▶ [TRY IT]: Exact reproduction is required for all entries.

——————

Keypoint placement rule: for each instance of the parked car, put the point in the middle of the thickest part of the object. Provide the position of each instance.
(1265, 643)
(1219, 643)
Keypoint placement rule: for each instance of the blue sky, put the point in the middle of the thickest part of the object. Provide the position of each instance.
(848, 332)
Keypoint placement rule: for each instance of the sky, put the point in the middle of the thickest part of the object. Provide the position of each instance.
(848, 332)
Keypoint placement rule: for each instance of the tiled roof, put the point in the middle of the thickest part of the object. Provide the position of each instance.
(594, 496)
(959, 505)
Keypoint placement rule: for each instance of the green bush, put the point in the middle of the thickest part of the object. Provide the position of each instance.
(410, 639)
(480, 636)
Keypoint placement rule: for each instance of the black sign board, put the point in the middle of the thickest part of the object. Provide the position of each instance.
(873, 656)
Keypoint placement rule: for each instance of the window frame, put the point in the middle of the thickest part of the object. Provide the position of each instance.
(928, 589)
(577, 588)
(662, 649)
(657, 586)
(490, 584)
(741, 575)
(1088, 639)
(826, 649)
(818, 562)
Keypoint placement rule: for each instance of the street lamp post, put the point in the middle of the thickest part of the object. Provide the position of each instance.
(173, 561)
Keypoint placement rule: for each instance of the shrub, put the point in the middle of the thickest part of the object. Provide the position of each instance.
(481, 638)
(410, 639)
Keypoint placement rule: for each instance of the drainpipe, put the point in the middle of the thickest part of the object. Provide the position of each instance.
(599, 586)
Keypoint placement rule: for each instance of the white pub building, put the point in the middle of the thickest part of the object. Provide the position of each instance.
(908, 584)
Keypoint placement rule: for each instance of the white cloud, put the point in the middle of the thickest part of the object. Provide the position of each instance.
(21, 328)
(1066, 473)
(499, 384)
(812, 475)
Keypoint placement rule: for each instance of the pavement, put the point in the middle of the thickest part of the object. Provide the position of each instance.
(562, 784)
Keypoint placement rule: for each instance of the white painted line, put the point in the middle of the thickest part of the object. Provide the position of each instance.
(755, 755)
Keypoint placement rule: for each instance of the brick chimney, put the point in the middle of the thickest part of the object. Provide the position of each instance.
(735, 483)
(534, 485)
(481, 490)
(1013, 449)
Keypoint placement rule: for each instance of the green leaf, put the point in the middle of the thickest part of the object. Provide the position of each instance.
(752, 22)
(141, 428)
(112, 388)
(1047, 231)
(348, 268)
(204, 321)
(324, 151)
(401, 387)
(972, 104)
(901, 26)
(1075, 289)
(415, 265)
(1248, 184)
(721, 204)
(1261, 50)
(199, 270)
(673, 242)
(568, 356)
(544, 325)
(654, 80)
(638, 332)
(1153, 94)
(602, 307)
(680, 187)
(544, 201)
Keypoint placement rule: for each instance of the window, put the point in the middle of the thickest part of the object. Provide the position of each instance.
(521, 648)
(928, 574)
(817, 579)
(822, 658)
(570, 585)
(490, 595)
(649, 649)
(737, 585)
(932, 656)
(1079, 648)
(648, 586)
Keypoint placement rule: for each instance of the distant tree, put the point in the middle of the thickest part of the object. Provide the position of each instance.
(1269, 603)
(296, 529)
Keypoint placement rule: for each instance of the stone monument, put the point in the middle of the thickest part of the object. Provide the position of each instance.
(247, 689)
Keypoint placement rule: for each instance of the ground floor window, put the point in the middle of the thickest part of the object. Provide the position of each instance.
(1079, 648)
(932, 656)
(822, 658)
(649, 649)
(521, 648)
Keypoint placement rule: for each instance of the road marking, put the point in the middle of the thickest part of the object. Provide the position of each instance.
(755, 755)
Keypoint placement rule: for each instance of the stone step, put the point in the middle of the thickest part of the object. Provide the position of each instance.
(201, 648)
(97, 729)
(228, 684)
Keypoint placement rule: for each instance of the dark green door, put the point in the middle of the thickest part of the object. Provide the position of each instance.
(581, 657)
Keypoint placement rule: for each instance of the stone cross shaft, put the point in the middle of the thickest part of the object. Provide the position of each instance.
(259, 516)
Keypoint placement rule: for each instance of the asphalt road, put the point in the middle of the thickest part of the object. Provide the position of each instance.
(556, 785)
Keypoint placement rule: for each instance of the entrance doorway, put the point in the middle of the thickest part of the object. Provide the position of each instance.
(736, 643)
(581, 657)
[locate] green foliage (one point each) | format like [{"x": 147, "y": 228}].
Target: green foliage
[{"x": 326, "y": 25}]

——————

▶ [EXPECTED OUTPUT]:
Keypoint placement rule: for each instance of the parked car, put the point in the middle of the thickest part of the object. Provide the position of each instance.
(1265, 643)
(1219, 643)
Keypoint placement rule: for each instance of the blue sky, put the point in the middle of the thickest part of the object. Provide the position of each instance.
(848, 332)
Keypoint placement rule: for each instance of the sky, put the point in the middle of the thickest part of the object. Provide the position of each instance.
(848, 332)
Keypoint placement rule: for each instance of the tiled roof, put the point in the middle of the thickest part of the object. Provide the position of each instance.
(594, 496)
(959, 505)
Keypoint placement rule: for each instance of the green bush, put the point in the middle of the thickest part of the object. Provide the position of each instance.
(410, 639)
(480, 636)
Keypoint placement rule: for each instance of the black sign board, put the point in the middle of the thickest part of the object. Provide the position of each instance.
(873, 656)
Keypoint placement rule: for each instance of the window frame, put the point in the middle of the thickest part of the object. Provide the position of each instance.
(928, 589)
(577, 588)
(662, 649)
(657, 586)
(490, 584)
(741, 575)
(1088, 639)
(826, 649)
(818, 562)
Keypoint placement rule: for each instance of the street lamp post, put the point in the middle of the thickest part of the object. Provide the position of each instance.
(173, 561)
Keypoint placement rule: for each instance of the shrub, put the point in the middle of the thickest part of the object. Provide the position of each instance.
(481, 638)
(410, 639)
Keypoint placement rule: for each instance of the drainpipe, put the point in the middle of the thickest part of the object. Provide the position of each instance.
(599, 586)
Keypoint placement rule: for each instance of the white pub building, put the point in the middle of the thickest part of the object. Provide the position of each instance.
(908, 584)
Keypoint placement rule: for each instance of the white cloud, put the point in the middle of the thickest part of the object. Provide the position of each instance.
(21, 328)
(1066, 473)
(499, 384)
(812, 475)
Keypoint placement rule: for each instance of the pavement, put the point in the middle of the thickest part of the object. Provide the position of each instance.
(562, 784)
Keypoint placement rule: for each instance of the white painted line, put the point in the middle of the thickest part of the object. Provide the position of each instance.
(755, 755)
Keypoint placement rule: for each instance of the brick chimney, put the point in the middle of the thickest part of the object. Provide the position of each instance.
(735, 483)
(534, 485)
(481, 490)
(1013, 449)
Keypoint placement rule: for each instance of the green leaf, put the point in the middle of the thickest part of the object. Provide the position of each instance.
(752, 22)
(141, 428)
(112, 388)
(1047, 231)
(348, 268)
(204, 321)
(324, 151)
(401, 387)
(972, 104)
(901, 26)
(1075, 289)
(415, 265)
(1248, 184)
(721, 204)
(1261, 50)
(199, 270)
(673, 242)
(568, 356)
(544, 325)
(654, 80)
(638, 332)
(1153, 94)
(602, 307)
(680, 187)
(544, 201)
Keypoint placement rule: for each instance of the window, put the point in the middle of the thickest part of the object. Provide the position of each instance.
(521, 648)
(928, 574)
(817, 579)
(822, 658)
(570, 585)
(490, 595)
(649, 649)
(737, 585)
(932, 656)
(1079, 648)
(648, 586)
Keypoint placement rule: for each instance of the distant tree, put the point in the middle of the thickest part of the object. Provide the position of each instance.
(1269, 603)
(296, 529)
Keypoint placement rule: for each instance of the stone monument, put the point in the middle of the thickest part of the object. Provide the position of each instance.
(247, 689)
Keypoint placement rule: for each instance of the ground floor window, put the point in the middle of the thickest part of the object. Provide the position of each instance.
(1079, 648)
(932, 656)
(822, 658)
(649, 649)
(521, 648)
Keypoint placement rule: for each instance of the road marking, put the point in the middle of the thickest part of the object. Provide the position of each instance.
(755, 755)
Keypoint placement rule: for each instance of the stone step, put the point in the middle of the thickest part of the object. Provide the position of each instance.
(201, 648)
(97, 729)
(228, 684)
Keypoint placement rule: for each instance of the dark green door, put the point in the middle of the thickest part of the object. Provide the position of each instance.
(581, 657)
Keypoint placement rule: for each instance of the stone cross shaft, put the point in the middle of the thickest part of the object. Provide the position of each instance.
(259, 516)
Keypoint placement rule: for each instance of the asphalt road, put the point in the middle of the thickest part of the object. Provide the position of each instance.
(556, 785)
Keypoint placement rule: for each instance of the entrance doorway, put the point in the middle of the thickest part of the object. Provide the position of each instance.
(736, 643)
(581, 657)
[locate] green foliage (one point each) | format like [{"x": 147, "y": 228}].
Target: green foliage
[{"x": 326, "y": 25}]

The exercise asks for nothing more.